● Text section

===

According to French police, the now-deceased prime suspect in planning and carrying out the murders of four French Jews (as well as three French soldiers) this month was either linked to Pakistani and Afghan militants, or a member of the disbanded “Knights of Pride” (Forsane Alizza) French Islamist group. 

Even though he cannot stand trial now, we still have to examine his associations and motives leading up to the terrorist attacks and the final confrontation with police. The website of Forsane Alizza strikes me as a Salafist web clearinghouse – it has al Qaeda sympathies and is vague in explaining how its purported community building/confronting anti-Muslim bias efforts actually work. Given all the religious allusions and apparent bias against dissent in the Muslim community, it’s clear that its professed lack of political engagement is not that sincere. Part of Forsane Alizza’s mission statement is that it exists “to fight the unbelievers hostile to Islam in every way that we have available.” That is basically incitement by EU standards, which partly explains why the group was ordered to disband by a French court this January. As of Wednesday, the site has been taken down and a statement posted claiming that the group is now officially “disbanded.”

If the suspect, Mohamed Merah, was indeed a member of Forsane Alizza, then the Islamist group’s most militant windbags have much to answer for in the coming investigations, such as if members were aware of his actions and what hate speech emerged from their meeting halls and propaganda efforts.

===

● Data extract
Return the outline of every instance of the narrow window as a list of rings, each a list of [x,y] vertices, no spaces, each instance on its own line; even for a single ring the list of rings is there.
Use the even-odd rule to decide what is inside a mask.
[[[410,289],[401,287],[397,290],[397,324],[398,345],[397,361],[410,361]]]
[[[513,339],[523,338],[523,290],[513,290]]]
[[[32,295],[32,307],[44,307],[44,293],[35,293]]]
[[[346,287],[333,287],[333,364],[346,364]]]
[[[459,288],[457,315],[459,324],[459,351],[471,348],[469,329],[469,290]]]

===

● Exercise prompt
Reproduce the passage on Mohamed Merah and the Forsane Alizza group word for word and in full.

● Output below
According to French police, the now-deceased prime suspect in planning and carrying out the murders of four French Jews (as well as three French soldiers) this month was either linked to Pakistani and Afghan militants, or a member of the disbanded “Knights of Pride” (Forsane Alizza) French Islamist group. 

Even though he cannot stand trial now, we still have to examine his associations and motives leading up to the terrorist attacks and the final confrontation with police. The website of Forsane Alizza strikes me as a Salafist web clearinghouse – it has al Qaeda sympathies and is vague in explaining how its purported community building/confronting anti-Muslim bias efforts actually work. Given all the religious allusions and apparent bias against dissent in the Muslim community, it’s clear that its professed lack of political engagement is not that sincere. Part of Forsane Alizza’s mission statement is that it exists “to fight the unbelievers hostile to Islam in every way that we have available.” That is basically incitement by EU standards, which partly explains why the group was ordered to disband by a French court this January. As of Wednesday, the site has been taken down and a statement posted claiming that the group is now officially “disbanded.”

If the suspect, Mohamed Merah, was indeed a member of Forsane Alizza, then the Islamist group’s most militant windbags have much to answer for in the coming investigations, such as if members were aware of his actions and what hate speech emerged from their meeting halls and propaganda efforts.